Extract below:

Investing during times of volatility

In our latest blog PM+M’s financial planning director, James McIntyre, provides his insights on investments during current events…

The current crisis in Ukraine

The crisis in Ukraine is quickly becoming a humanitarian disaster, with the country’s independence at risk. Our thoughts are with all the families that have been severely impacted by this horrific war.

The impact to us may feel insignificant, however, it is our industry’s responsibility to talk about how investors should react during times of market volatility to ensure that people make rational decisions during difficult market conditions.

What should investors do?

Investors should be prepared to ride out a negative market cycle, however difficult it may seem. There may be circumstances where access is unavoidably required, but investors must generally hold their nerve and remain focused on the long-term objectives.

If an investor finds themselves in a phase of accumulation, ongoing investment contributions benefit from market volatility as, when markets fall, investors can buy more units for their money. Regular investors can benefit from pound cost averaging to potentially smooth out market volatility. Fewer units are purchase when prices are high, but more units when prices are low.

Investors who find themselves in a decumulation phase (i.e., those are accessing their portfolio) must be ready to play the waiting game as it is typically better to ride out market cycles rather than try to time them. Those who exit the markets temporarily could find themselves buying back in after markets recover, which can be risky.

Individuals who are close to, or have reached their de-cumulation phase, should hold a contingency fund to ensure any capital requirements can be satisfied from cash, rather than risk selling down part of an investment portfolio at a bad time. Furthermore, it is important to consider retaining cash to provide the liquidity to fuel ongoing income requirements for a set period, reducing the risk of having to sell down for liquidity purposes during periods of volatility.

Where should I invest during uncertain times?

End of Extract.
Supplied entries below:

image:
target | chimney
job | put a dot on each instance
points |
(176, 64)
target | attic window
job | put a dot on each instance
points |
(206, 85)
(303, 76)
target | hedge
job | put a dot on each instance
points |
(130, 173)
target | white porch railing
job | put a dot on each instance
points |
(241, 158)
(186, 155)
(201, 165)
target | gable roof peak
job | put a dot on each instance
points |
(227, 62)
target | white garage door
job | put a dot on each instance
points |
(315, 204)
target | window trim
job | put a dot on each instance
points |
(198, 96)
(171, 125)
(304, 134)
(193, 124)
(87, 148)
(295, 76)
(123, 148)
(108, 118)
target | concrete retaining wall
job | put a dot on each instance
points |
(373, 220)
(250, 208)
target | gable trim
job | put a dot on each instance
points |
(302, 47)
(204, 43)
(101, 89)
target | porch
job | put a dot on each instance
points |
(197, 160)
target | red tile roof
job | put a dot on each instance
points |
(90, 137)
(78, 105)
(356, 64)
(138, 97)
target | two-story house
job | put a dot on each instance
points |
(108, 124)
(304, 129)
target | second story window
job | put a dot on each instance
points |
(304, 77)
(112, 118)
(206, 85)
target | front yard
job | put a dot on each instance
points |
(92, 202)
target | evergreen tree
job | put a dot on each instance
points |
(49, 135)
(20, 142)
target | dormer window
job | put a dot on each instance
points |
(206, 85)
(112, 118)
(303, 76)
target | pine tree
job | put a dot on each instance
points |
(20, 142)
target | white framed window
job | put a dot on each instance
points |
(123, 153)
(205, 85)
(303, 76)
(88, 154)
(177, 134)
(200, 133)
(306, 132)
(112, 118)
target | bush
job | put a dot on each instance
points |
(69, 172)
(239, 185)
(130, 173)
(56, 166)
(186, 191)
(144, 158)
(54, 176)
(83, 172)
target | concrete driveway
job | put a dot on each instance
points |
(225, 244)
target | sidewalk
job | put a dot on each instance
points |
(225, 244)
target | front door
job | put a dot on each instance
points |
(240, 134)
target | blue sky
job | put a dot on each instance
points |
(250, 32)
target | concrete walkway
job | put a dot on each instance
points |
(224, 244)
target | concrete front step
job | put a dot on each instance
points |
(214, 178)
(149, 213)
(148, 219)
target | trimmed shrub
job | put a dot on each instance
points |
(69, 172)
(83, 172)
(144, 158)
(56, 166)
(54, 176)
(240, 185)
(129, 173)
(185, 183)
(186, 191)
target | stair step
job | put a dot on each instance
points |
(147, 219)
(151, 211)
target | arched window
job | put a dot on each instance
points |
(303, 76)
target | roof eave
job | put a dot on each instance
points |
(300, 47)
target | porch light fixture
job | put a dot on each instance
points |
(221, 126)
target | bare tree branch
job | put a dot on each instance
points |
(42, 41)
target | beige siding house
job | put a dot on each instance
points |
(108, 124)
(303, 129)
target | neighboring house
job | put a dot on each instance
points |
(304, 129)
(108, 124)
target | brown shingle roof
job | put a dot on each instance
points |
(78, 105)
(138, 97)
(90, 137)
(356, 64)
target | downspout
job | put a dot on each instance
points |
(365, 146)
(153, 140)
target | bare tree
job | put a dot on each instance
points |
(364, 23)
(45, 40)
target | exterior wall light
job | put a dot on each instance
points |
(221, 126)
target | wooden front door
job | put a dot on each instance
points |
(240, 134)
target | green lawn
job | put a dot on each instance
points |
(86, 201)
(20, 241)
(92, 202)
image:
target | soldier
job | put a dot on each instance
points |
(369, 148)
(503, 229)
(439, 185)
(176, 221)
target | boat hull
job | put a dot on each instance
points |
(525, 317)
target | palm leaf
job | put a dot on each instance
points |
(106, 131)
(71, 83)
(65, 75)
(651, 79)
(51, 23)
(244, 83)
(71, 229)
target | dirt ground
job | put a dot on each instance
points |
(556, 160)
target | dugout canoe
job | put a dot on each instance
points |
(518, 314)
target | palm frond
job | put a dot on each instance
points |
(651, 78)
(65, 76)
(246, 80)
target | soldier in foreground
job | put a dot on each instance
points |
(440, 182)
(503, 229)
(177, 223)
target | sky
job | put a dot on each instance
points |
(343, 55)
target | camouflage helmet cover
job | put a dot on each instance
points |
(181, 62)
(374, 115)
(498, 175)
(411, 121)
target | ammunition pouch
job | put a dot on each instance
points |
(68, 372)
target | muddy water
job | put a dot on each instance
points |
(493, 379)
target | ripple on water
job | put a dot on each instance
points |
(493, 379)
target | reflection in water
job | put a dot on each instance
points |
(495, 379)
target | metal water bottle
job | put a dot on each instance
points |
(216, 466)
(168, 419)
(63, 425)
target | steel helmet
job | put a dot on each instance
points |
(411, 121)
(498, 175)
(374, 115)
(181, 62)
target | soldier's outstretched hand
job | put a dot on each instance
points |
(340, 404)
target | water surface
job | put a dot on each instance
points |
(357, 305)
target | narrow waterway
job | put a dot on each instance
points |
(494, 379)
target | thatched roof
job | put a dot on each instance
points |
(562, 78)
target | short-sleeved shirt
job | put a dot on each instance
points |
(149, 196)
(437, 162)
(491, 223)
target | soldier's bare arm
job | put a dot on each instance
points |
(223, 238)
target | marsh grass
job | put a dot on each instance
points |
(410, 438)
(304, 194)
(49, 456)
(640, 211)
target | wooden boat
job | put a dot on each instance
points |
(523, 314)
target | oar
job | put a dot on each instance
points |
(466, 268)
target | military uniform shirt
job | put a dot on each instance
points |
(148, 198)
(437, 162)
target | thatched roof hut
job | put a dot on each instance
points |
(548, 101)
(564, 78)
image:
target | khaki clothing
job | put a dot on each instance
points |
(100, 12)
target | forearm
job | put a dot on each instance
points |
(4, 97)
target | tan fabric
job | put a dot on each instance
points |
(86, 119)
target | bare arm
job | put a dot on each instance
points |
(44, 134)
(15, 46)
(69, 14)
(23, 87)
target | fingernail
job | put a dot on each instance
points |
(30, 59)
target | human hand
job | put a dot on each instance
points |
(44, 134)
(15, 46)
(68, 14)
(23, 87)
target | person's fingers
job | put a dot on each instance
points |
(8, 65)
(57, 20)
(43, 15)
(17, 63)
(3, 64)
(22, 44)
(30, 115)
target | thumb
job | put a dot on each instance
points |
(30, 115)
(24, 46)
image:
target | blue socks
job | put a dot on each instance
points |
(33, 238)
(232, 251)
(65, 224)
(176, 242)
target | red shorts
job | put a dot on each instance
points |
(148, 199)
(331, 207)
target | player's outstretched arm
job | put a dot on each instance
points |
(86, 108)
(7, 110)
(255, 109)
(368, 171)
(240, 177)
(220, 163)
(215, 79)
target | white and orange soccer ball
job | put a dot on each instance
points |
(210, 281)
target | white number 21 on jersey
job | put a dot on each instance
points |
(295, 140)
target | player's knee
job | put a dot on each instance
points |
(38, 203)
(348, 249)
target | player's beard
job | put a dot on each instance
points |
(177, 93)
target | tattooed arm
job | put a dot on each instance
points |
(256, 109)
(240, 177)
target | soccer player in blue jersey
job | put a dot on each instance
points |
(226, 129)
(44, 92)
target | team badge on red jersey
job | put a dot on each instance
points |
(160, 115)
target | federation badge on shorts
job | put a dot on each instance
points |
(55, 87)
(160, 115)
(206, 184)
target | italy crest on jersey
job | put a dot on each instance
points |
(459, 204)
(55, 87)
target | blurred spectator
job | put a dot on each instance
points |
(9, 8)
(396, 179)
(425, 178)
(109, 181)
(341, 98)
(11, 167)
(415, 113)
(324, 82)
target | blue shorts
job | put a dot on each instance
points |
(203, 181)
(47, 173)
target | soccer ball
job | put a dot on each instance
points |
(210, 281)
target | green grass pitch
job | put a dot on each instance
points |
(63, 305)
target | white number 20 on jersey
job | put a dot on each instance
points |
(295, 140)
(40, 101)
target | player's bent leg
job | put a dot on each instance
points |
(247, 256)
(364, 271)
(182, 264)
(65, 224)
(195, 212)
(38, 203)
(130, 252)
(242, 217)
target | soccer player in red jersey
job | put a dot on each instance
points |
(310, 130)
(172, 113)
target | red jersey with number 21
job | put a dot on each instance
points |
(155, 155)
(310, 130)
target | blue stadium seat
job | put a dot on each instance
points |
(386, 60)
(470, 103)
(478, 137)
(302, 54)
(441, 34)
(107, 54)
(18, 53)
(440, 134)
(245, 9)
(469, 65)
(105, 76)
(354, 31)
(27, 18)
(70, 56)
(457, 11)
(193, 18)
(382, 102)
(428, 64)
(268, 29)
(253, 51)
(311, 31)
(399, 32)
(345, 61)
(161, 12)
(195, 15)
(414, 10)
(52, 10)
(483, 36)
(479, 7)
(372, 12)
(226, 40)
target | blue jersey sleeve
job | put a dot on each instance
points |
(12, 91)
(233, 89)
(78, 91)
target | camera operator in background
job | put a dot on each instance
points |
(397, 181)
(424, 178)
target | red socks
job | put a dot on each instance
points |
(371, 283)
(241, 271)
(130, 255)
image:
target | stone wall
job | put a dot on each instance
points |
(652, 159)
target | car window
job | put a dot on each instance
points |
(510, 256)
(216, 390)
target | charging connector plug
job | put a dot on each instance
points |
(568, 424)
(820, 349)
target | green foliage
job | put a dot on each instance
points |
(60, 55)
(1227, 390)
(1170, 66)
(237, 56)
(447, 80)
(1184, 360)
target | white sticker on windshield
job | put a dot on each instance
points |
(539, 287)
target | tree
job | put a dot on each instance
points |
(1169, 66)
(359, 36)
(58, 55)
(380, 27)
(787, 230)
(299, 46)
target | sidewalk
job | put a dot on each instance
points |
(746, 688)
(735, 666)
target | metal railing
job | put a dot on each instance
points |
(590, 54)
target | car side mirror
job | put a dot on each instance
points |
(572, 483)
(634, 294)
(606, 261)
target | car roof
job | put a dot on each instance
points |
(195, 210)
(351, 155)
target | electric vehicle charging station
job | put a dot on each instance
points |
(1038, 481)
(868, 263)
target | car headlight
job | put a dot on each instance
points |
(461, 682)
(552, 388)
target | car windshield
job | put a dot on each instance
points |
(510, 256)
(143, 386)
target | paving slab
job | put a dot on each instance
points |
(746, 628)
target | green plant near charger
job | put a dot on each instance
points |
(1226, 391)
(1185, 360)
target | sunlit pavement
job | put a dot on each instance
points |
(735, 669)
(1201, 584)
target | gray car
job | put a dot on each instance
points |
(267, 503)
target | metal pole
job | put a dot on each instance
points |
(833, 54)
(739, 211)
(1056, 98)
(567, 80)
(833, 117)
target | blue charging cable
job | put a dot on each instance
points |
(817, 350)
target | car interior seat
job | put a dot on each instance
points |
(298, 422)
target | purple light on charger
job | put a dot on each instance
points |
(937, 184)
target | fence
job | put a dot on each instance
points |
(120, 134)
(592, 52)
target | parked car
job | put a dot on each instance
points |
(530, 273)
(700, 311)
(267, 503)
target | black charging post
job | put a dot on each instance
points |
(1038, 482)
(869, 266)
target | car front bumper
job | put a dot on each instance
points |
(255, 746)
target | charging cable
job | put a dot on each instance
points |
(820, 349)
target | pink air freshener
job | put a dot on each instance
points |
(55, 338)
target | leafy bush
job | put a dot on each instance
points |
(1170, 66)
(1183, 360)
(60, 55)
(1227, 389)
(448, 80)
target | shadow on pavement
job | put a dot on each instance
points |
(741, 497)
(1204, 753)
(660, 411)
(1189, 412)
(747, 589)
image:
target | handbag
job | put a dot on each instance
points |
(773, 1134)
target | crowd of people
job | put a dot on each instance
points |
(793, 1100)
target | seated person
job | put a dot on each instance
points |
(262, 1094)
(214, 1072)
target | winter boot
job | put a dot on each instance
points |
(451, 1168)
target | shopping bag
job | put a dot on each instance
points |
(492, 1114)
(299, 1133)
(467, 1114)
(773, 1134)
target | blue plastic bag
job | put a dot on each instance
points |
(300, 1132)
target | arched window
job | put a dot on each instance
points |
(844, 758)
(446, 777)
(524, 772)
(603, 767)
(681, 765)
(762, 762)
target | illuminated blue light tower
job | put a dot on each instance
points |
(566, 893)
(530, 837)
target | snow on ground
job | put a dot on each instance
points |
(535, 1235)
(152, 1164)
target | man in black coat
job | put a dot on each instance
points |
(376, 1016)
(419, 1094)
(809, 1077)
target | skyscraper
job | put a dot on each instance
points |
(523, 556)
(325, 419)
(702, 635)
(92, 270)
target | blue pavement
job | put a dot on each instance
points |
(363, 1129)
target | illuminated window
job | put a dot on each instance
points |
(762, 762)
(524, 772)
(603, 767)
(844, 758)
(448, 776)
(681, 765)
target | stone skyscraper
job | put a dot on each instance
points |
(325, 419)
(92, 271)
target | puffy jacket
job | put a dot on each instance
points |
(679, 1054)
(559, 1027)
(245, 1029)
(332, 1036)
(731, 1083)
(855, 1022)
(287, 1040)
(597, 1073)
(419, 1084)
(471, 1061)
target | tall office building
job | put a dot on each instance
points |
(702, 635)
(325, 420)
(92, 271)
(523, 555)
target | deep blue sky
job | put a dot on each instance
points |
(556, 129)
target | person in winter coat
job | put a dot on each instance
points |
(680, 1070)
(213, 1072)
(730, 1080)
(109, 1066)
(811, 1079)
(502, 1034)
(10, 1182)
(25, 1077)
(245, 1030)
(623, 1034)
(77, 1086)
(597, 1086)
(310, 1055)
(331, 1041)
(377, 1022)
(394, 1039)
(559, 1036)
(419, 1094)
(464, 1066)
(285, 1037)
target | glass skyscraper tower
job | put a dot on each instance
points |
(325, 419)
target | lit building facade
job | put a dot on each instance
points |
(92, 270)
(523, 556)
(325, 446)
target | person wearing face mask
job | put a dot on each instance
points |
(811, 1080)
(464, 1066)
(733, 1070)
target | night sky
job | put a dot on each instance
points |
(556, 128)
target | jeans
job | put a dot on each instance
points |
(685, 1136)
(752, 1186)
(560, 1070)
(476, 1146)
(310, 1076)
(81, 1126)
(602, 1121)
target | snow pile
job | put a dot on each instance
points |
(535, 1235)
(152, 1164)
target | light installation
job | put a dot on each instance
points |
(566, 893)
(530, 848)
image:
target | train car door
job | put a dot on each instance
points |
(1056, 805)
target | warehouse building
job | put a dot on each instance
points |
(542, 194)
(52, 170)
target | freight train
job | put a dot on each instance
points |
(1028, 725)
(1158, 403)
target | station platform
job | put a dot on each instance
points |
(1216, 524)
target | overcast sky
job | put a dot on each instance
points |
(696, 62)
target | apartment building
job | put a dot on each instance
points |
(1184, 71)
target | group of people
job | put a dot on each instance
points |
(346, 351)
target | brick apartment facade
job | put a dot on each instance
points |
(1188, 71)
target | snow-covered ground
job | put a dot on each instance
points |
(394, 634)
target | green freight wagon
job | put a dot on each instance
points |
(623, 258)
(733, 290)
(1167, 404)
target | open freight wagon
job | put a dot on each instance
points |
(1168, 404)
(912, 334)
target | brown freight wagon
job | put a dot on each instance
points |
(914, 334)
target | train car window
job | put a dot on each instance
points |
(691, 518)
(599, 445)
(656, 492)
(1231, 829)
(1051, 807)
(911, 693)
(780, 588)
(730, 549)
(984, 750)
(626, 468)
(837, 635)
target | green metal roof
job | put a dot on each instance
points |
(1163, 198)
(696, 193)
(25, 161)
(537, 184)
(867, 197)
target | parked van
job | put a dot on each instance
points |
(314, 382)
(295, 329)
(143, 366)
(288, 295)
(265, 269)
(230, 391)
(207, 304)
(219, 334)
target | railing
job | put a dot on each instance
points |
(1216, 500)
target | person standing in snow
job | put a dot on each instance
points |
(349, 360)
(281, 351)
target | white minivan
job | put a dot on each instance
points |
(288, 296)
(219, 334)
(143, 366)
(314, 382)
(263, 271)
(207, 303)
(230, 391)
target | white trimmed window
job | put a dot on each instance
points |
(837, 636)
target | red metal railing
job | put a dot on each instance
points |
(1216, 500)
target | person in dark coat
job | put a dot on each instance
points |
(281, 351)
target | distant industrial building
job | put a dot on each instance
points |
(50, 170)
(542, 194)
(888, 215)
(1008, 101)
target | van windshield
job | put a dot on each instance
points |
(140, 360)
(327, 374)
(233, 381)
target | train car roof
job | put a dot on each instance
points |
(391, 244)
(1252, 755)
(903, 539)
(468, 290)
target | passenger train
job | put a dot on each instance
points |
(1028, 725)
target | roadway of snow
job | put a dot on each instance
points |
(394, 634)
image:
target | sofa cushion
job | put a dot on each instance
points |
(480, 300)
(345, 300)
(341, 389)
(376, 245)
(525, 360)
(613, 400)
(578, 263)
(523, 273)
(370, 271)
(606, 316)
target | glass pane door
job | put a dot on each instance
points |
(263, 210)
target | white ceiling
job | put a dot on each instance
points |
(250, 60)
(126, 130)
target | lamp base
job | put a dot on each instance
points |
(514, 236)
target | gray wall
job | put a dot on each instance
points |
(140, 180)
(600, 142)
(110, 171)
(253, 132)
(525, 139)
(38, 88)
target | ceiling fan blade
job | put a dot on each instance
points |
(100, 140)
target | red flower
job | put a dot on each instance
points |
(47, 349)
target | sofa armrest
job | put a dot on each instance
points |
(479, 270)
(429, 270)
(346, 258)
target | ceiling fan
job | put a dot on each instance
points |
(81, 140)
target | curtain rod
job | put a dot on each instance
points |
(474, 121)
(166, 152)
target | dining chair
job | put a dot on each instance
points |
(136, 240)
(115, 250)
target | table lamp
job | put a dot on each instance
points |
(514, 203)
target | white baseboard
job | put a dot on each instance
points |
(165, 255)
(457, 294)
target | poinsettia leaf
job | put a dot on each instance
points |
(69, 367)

End of Supplied entries.

■ **Exercise goal**: Transcribe word for word the part of the blog post on investing during market volatility that begins with the words "If an investor" and stops after the words "prices are low.".

■ **Answer to this task**:
If an investor finds themselves in a phase of accumulation, ongoing investment contributions benefit from market volatility as, when markets fall, investors can buy more units for their money. Regular investors can benefit from pound cost averaging to potentially smooth out market volatility. Fewer units are purchase when prices are high, but more units when prices are low.